== Raw data ==
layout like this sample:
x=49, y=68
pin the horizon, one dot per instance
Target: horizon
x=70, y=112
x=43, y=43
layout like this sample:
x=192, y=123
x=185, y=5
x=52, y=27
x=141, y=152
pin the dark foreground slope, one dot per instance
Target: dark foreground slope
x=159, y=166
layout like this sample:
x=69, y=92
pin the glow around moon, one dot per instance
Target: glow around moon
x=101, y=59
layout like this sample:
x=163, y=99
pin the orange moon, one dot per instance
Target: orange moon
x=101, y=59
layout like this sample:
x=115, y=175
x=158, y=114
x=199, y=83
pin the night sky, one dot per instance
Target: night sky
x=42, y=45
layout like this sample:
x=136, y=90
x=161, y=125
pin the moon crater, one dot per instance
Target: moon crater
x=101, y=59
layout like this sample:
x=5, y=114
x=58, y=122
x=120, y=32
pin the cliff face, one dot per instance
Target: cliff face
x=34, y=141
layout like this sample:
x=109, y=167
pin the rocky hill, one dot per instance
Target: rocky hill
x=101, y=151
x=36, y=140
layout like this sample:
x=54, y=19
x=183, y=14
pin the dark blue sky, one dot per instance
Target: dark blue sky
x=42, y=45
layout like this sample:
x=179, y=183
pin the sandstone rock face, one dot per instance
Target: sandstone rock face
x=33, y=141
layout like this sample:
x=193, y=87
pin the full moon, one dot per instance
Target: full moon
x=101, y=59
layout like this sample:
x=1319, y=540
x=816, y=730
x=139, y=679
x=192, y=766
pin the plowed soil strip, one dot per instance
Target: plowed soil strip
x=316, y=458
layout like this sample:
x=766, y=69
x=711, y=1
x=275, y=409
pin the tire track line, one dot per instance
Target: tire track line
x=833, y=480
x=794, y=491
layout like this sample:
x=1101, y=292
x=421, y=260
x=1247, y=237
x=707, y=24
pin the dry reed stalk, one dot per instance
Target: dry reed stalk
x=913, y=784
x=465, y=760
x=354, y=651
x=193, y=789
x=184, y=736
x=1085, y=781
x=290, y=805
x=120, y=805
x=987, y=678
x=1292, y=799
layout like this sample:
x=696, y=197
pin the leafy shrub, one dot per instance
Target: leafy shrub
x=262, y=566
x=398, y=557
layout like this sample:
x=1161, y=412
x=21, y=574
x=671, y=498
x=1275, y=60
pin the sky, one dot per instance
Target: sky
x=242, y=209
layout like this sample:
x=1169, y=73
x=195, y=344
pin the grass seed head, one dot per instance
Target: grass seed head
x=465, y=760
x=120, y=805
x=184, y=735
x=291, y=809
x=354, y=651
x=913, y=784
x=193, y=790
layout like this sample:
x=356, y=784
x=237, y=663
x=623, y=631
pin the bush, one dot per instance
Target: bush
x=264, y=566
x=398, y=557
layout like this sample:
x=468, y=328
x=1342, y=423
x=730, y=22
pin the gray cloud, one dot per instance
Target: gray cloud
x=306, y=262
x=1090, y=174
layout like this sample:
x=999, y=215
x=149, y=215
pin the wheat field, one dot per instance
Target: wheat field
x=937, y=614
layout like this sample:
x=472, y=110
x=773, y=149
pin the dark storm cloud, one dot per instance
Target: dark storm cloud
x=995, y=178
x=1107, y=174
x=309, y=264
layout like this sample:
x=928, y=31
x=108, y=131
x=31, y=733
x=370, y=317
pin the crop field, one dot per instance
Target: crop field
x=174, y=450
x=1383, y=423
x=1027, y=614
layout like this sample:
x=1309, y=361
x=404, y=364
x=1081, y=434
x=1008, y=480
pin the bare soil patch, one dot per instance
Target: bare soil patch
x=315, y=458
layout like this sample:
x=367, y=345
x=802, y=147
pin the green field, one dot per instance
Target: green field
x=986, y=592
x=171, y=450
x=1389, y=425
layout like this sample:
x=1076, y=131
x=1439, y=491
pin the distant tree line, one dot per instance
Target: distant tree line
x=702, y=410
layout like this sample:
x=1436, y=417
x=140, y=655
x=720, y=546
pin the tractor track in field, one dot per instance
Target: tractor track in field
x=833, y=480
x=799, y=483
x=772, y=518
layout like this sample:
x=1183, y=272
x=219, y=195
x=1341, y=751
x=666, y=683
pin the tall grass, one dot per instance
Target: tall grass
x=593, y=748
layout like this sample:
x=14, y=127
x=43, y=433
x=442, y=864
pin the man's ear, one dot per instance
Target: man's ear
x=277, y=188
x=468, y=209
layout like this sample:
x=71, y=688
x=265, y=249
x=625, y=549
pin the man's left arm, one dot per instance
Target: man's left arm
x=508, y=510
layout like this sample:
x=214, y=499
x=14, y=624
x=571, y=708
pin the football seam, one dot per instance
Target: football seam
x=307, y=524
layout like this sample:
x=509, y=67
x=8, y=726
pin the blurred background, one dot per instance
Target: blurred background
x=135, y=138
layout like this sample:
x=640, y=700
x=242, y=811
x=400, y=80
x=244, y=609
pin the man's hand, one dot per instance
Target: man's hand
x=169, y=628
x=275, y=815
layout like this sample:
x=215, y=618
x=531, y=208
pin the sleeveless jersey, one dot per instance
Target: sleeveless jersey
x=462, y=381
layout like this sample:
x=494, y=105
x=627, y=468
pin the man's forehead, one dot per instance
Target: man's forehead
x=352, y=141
===
**Task prompt**.
Write each line above out exactly.

**Expected answer**.
layout like this sample:
x=49, y=68
pin the horizon, one dot per instance
Target: horizon
x=70, y=112
x=43, y=43
layout like this sample:
x=192, y=123
x=185, y=5
x=52, y=27
x=141, y=152
pin the dark foreground slope, one dot per instance
Target: dark foreground slope
x=159, y=166
layout like this sample:
x=69, y=92
pin the glow around moon, one dot per instance
Target: glow around moon
x=101, y=59
layout like this sample:
x=163, y=99
pin the orange moon, one dot per instance
Target: orange moon
x=101, y=59
layout like this sample:
x=115, y=175
x=158, y=114
x=199, y=83
pin the night sky, one dot per instance
Target: night sky
x=42, y=45
layout like this sample:
x=136, y=90
x=161, y=125
pin the moon crater, one dot per instance
Target: moon crater
x=101, y=59
layout like this sample:
x=5, y=114
x=58, y=122
x=120, y=32
pin the cliff face, one dot per instance
Target: cliff face
x=34, y=141
layout like this sample:
x=109, y=167
pin the rocky hill, one dot per instance
Target: rocky hill
x=101, y=151
x=36, y=140
layout like this sample:
x=54, y=19
x=183, y=14
pin the dark blue sky, one dot per instance
Target: dark blue sky
x=42, y=45
layout like this sample:
x=179, y=183
pin the sandstone rock face, one dot per instance
Target: sandstone rock face
x=33, y=141
layout like this sample:
x=193, y=87
pin the full moon, one dot per instance
Target: full moon
x=101, y=59
layout like this sample:
x=1319, y=540
x=816, y=730
x=139, y=679
x=192, y=766
pin the plowed soil strip, one dot per instance
Target: plowed soil strip
x=316, y=458
layout like this sample:
x=766, y=69
x=711, y=1
x=275, y=409
pin the tire track line, one dot per instance
Target: tire track line
x=833, y=480
x=794, y=491
layout like this sample:
x=1101, y=292
x=421, y=260
x=1247, y=237
x=707, y=24
pin the dry reed stalk, one dot per instance
Target: dry reed stalk
x=913, y=784
x=465, y=760
x=354, y=651
x=193, y=789
x=184, y=736
x=1085, y=781
x=290, y=805
x=120, y=805
x=987, y=678
x=1292, y=799
layout like this sample:
x=696, y=197
pin the leafy shrub, one dot per instance
Target: leafy shrub
x=262, y=566
x=398, y=557
layout like this sample:
x=1161, y=412
x=21, y=574
x=671, y=498
x=1275, y=60
pin the sky, one dot per instance
Target: sky
x=242, y=209
layout like this sample:
x=1169, y=73
x=195, y=344
pin the grass seed head, one dot per instance
Target: grass seed head
x=465, y=760
x=120, y=805
x=184, y=735
x=291, y=809
x=354, y=651
x=913, y=784
x=193, y=790
layout like this sample:
x=356, y=784
x=237, y=663
x=623, y=631
pin the bush, one dot per instance
Target: bush
x=264, y=566
x=398, y=557
layout like this sample:
x=468, y=328
x=1342, y=423
x=730, y=22
pin the gray cloud, one dot per instance
Target: gray cloud
x=306, y=262
x=1090, y=174
layout like this sample:
x=999, y=215
x=149, y=215
pin the wheat field, one dot per instance
Target: wheat field
x=937, y=614
layout like this sample:
x=472, y=110
x=773, y=149
pin the dark storm cloud, one dot per instance
Target: dark storm cloud
x=995, y=178
x=1107, y=174
x=309, y=264
layout like this sample:
x=928, y=31
x=108, y=131
x=31, y=733
x=370, y=317
pin the crop field, one dot per instance
Target: crop field
x=174, y=450
x=1383, y=423
x=1027, y=614
layout like this sample:
x=1309, y=361
x=404, y=364
x=1081, y=434
x=1008, y=480
pin the bare soil patch, one dot per instance
Target: bare soil patch
x=315, y=458
layout like this sample:
x=367, y=345
x=802, y=147
pin the green field, one dot per instance
Target: green field
x=986, y=592
x=171, y=450
x=1389, y=425
layout like this sample:
x=1076, y=131
x=1439, y=491
pin the distant tree line, one dot per instance
Target: distant tree line
x=702, y=410
layout like this sample:
x=1436, y=417
x=140, y=655
x=720, y=546
pin the tractor track in field, one dot per instance
Target: tractor track in field
x=833, y=480
x=799, y=483
x=772, y=518
layout like this sample:
x=1183, y=272
x=219, y=195
x=1341, y=751
x=666, y=683
pin the tall grass, one dot per instance
Target: tall grass
x=593, y=748
layout like this sample:
x=14, y=127
x=43, y=433
x=442, y=864
pin the man's ear, one dot per instance
Target: man's ear
x=277, y=188
x=468, y=209
layout like this sample:
x=71, y=688
x=265, y=249
x=625, y=549
pin the man's left arm, one dot per instance
Target: man's left arm
x=508, y=510
layout like this sample:
x=214, y=499
x=14, y=624
x=571, y=708
pin the football seam, one dot per instance
Target: football seam
x=307, y=524
layout like this sample:
x=509, y=67
x=8, y=726
pin the blurred background, one dot per instance
Target: blurred background
x=135, y=138
layout like this sample:
x=640, y=700
x=242, y=811
x=400, y=80
x=244, y=609
pin the man's hand, one dot per instance
Target: man's hand
x=169, y=628
x=275, y=815
layout like this sample:
x=215, y=618
x=531, y=208
pin the sleeveless jersey, one dot per instance
Target: sleeveless jersey
x=462, y=381
layout like this sample:
x=494, y=105
x=627, y=468
pin the man's forehead, one dot per instance
Target: man's forehead
x=352, y=141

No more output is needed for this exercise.